== Instructions to follow ==
Write out, word for word, the part of the musical-theater article below from "The two men" to "join their team?".

== Passage shown ==
The two men joined by their mutual friend, the lyricist and composer Amanda Green met for the first time over Mexican food at a Chelsea restaurant. They were there to discuss the possibility of taking a huge step together turning the 1997 documentary “Hands on a Hardbody” into a stage musical.


Wright, who wrote “I Am My Own Wife” and the musical “Grey Gardens,” obviously knew about Phish, but confessed, “I immediately associated them with their Ben & Jerry’s flavor.” Would Anastasio be able to win him over to join their team?


“When I sat down, he gave one of the most thrilling, impromptu dissertations on why the overture to ‘Gypsy’ is one of the most seminal pieces of American theater music,” Wright recalls. “I almost choked on my refried beans. I was like, ‘This guy knows his stuff.’ In that one moment, I was won over 100 percent.”


Asked about it, Anastasio admits he may have hoped to impress his dinner companions: “I probably wanted them to know that I had a reverence for musical theater and that I’ve loved the theater my whole life.”


Three years later, the trio’s collaboration finally reaches Broadway after a stop at the La Jolla Playhouse in California last summer and lots of tinkering from a fairly obsessive trio.


“It’s been a whirlwind,” says Anastasio.


“It’s been insane but really rather exhilarating,” says Wright.


It was Wright who first rented S.R. Binder’s documentary about an endurance contest at a Texas car dealership that offered a free Nissan pickup to whoever could keep their hands on it the longest. The winner lasted 77 hours.

== Raw data ==

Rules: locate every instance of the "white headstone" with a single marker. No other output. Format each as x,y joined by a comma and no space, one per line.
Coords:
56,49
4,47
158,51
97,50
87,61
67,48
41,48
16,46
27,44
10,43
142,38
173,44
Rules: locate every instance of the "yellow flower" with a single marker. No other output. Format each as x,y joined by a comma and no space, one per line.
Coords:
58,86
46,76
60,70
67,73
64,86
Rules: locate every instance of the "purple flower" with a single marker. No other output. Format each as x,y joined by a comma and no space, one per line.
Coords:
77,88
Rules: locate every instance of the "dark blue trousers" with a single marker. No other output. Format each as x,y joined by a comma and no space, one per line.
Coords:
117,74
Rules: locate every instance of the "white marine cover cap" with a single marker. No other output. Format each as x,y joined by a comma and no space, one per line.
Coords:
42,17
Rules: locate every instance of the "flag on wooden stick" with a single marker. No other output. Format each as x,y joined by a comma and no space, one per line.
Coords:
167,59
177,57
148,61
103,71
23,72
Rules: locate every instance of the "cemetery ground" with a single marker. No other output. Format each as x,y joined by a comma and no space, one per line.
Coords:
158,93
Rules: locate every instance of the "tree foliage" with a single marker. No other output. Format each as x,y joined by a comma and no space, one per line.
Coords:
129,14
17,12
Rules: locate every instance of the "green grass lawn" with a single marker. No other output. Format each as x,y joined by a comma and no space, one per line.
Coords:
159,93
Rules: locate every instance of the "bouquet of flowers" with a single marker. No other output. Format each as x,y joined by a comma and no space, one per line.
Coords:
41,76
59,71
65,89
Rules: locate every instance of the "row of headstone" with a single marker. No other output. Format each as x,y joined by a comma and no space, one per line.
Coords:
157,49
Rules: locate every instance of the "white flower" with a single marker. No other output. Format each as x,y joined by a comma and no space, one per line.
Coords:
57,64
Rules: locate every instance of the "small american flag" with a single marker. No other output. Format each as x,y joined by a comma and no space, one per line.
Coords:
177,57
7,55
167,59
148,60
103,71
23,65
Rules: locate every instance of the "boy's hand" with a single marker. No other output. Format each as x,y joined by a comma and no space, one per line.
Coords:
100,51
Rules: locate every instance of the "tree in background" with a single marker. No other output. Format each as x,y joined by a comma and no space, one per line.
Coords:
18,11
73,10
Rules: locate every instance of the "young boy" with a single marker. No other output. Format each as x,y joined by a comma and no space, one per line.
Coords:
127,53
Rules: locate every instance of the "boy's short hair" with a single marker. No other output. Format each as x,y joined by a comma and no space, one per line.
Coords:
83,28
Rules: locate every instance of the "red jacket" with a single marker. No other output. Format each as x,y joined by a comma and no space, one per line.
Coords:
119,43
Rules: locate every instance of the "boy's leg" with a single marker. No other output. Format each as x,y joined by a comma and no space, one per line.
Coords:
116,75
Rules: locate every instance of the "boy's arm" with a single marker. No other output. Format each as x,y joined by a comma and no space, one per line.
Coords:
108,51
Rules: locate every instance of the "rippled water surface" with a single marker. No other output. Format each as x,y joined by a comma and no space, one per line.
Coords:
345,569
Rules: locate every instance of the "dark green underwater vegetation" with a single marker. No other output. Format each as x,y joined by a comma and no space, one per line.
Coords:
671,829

== Solution ==
The two men joined by their mutual friend, the lyricist and composer Amanda Green met for the first time over Mexican food at a Chelsea restaurant. They were there to discuss the possibility of taking a huge step together turning the 1997 documentary “Hands on a Hardbody” into a stage musical.


Wright, who wrote “I Am My Own Wife” and the musical “Grey Gardens,” obviously knew about Phish, but confessed, “I immediately associated them with their Ben & Jerry’s flavor.” Would Anastasio be able to win him over to join their team?